SOURCE PASSAGE ::
......
Scientific classification
- Kingdom: Animalia
- Phylum: Chordata
- Class: Reptilia
- Order: Squamata
- Suborder: Gekkota
- Family: Phyllodactylidae
- Genus: Asaccus
- Species: A. gallagheri
- Binomial name: Asaccus gallagheri (Arnold, 1972)
- Synonyms: Phyllodactylus gallagheri Arnold, 1972; Asaccus gallagheri — Dixon & S. Anderson, 1973;

= Asaccus gallagheri =

- Genus: Asaccus
- Species: gallagheri
- Authority: (Arnold, 1972)
- Conservation status: LC
- Synonyms: Phyllodactylus gallagheri , Arnold, 1972, Asaccus gallagheri , — Dixon & S. Anderson, 1973

Species of lizard

Asaccus gallagheri, also known commonly as Gallagher's gecko or Gallagher's leaf-toed gecko, is a species of lizard in the family Phyllodactylidae. The species is endemic to the Arabian Peninsula and occurs in Oman and the United Arab Emirates.

==Etymology==
The specific name, gallagheri, is in honor of zoologist Michael Desmond Gallagher (born 1921).

==Habitat==
The preferred natural habitat of A. gallagheri is rocky areas, at altitudes from sea level to 1,700 m.

==Reproduction==
A. gallagheri is oviparous. Clutch size is two eggs.
......
SOURCE INFORMATION ::
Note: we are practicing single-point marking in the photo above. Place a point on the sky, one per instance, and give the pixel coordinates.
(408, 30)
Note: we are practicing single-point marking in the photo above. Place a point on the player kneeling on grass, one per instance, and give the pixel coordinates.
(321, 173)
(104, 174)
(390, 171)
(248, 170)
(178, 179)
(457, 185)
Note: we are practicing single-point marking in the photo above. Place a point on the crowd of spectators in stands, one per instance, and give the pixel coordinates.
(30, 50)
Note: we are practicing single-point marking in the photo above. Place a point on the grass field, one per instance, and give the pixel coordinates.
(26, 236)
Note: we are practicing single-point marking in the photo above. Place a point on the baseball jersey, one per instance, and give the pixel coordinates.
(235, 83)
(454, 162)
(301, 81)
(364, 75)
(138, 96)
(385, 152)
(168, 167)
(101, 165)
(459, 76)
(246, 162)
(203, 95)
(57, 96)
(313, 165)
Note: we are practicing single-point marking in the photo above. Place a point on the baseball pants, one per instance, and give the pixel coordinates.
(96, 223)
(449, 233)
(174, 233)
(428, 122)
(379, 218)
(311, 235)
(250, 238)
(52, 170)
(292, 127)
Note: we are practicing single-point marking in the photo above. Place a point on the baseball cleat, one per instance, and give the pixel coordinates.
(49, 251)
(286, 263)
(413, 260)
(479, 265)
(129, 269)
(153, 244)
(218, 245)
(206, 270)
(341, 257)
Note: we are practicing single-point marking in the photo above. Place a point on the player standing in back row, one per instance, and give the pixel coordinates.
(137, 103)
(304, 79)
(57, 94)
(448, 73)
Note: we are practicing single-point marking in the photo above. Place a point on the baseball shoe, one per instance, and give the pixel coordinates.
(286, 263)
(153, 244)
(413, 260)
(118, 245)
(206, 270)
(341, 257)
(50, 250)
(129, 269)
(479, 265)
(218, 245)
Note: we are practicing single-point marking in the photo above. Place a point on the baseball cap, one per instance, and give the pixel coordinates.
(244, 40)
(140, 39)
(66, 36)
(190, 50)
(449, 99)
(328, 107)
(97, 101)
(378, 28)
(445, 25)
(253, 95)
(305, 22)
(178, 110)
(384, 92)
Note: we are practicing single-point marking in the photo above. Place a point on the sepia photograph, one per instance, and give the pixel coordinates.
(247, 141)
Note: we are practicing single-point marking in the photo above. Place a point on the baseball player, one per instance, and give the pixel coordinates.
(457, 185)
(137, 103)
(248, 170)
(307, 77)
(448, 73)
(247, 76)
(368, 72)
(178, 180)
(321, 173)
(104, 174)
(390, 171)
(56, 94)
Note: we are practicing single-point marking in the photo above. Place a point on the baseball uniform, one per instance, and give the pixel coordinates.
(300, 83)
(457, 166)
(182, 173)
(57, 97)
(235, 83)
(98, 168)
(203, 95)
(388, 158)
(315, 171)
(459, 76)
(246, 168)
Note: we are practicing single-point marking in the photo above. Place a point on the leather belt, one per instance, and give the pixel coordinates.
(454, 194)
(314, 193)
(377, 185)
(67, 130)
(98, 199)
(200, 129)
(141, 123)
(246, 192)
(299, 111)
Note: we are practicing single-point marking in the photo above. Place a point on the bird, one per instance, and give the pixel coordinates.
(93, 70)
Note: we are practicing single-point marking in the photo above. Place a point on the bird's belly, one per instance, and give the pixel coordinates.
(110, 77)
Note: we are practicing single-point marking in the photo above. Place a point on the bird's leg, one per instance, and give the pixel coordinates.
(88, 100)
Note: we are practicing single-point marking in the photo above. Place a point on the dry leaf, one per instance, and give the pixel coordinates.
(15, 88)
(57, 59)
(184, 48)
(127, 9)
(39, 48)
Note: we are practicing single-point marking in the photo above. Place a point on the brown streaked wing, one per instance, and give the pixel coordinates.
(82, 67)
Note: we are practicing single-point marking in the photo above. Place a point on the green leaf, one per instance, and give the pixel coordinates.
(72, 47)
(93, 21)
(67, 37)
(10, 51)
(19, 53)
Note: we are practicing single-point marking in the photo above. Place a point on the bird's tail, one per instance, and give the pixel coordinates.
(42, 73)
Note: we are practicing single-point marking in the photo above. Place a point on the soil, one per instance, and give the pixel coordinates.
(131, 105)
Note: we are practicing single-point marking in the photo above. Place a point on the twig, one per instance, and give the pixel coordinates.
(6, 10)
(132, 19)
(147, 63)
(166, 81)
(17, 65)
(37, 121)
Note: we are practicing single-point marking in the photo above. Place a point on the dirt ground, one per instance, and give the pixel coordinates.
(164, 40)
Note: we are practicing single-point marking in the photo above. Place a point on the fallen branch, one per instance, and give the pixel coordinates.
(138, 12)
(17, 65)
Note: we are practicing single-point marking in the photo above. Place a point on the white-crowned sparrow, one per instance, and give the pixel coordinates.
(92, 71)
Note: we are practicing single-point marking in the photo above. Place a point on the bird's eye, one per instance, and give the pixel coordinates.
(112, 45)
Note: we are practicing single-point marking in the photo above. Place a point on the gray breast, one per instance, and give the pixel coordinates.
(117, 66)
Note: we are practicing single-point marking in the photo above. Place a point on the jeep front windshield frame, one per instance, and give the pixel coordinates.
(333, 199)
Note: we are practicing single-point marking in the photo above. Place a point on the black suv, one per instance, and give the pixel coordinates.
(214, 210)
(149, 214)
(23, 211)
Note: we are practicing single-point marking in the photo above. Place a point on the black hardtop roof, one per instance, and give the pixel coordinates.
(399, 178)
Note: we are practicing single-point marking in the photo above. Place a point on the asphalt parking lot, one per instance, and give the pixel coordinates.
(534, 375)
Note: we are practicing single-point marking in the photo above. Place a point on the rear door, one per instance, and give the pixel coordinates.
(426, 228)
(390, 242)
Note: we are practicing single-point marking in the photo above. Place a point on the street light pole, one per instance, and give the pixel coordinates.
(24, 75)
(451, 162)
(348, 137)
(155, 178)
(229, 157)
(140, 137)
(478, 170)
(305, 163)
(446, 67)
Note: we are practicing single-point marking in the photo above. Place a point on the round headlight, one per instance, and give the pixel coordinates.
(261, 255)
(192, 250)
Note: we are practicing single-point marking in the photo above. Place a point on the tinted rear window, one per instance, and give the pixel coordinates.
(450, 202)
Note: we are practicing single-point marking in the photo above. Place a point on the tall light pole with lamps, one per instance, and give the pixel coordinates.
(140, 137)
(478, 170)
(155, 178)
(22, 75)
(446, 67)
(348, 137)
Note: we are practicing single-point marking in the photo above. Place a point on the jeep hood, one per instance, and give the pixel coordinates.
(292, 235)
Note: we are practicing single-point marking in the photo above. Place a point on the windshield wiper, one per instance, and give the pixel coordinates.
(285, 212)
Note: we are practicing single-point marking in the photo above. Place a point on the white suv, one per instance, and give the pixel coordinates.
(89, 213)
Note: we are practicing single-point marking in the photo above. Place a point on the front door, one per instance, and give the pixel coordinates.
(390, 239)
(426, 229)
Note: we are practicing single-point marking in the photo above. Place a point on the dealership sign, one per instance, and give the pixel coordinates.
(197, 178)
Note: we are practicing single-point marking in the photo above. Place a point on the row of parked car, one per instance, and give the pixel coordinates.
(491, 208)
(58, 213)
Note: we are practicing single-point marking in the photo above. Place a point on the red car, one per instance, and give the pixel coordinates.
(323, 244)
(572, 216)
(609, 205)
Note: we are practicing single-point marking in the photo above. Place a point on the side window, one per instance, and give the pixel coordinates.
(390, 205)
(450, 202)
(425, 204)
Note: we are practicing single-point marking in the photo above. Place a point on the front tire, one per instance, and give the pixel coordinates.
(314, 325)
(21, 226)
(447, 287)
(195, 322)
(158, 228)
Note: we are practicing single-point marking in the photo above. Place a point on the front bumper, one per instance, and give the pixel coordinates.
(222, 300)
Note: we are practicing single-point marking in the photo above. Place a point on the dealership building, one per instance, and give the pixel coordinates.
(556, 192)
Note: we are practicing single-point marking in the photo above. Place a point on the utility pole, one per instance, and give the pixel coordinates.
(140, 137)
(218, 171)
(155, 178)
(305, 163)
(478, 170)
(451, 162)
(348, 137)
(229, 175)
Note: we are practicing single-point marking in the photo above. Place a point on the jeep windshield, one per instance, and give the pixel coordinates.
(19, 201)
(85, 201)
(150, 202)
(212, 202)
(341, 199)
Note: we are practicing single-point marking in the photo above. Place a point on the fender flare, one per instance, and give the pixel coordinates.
......
YOUR GOAL :: Could you copy out the whole Asaccus gallagheri entry from the top of the page, word for word?

PROBLEM SOLUTION ::
Scientific classification
- Kingdom: Animalia
- Phylum: Chordata
- Class: Reptilia
- Order: Squamata
- Suborder: Gekkota
- Family: Phyllodactylidae
- Genus: Asaccus
- Species: A. gallagheri
- Binomial name: Asaccus gallagheri (Arnold, 1972)
- Synonyms: Phyllodactylus gallagheri Arnold, 1972; Asaccus gallagheri — Dixon & S. Anderson, 1973;

= Asaccus gallagheri =

- Genus: Asaccus
- Species: gallagheri
- Authority: (Arnold, 1972)
- Conservation status: LC
- Synonyms: Phyllodactylus gallagheri , Arnold, 1972, Asaccus gallagheri , — Dixon & S. Anderson, 1973

Species of lizard

Asaccus gallagheri, also known commonly as Gallagher's gecko or Gallagher's leaf-toed gecko, is a species of lizard in the family Phyllodactylidae. The species is endemic to the Arabian Peninsula and occurs in Oman and the United Arab Emirates.

==Etymology==
The specific name, gallagheri, is in honor of zoologist Michael Desmond Gallagher (born 1921).

==Habitat==
The preferred natural habitat of A. gallagheri is rocky areas, at altitudes from sea level to 1,700 m.

==Reproduction==
A. gallagheri is oviparous. Clutch size is two eggs.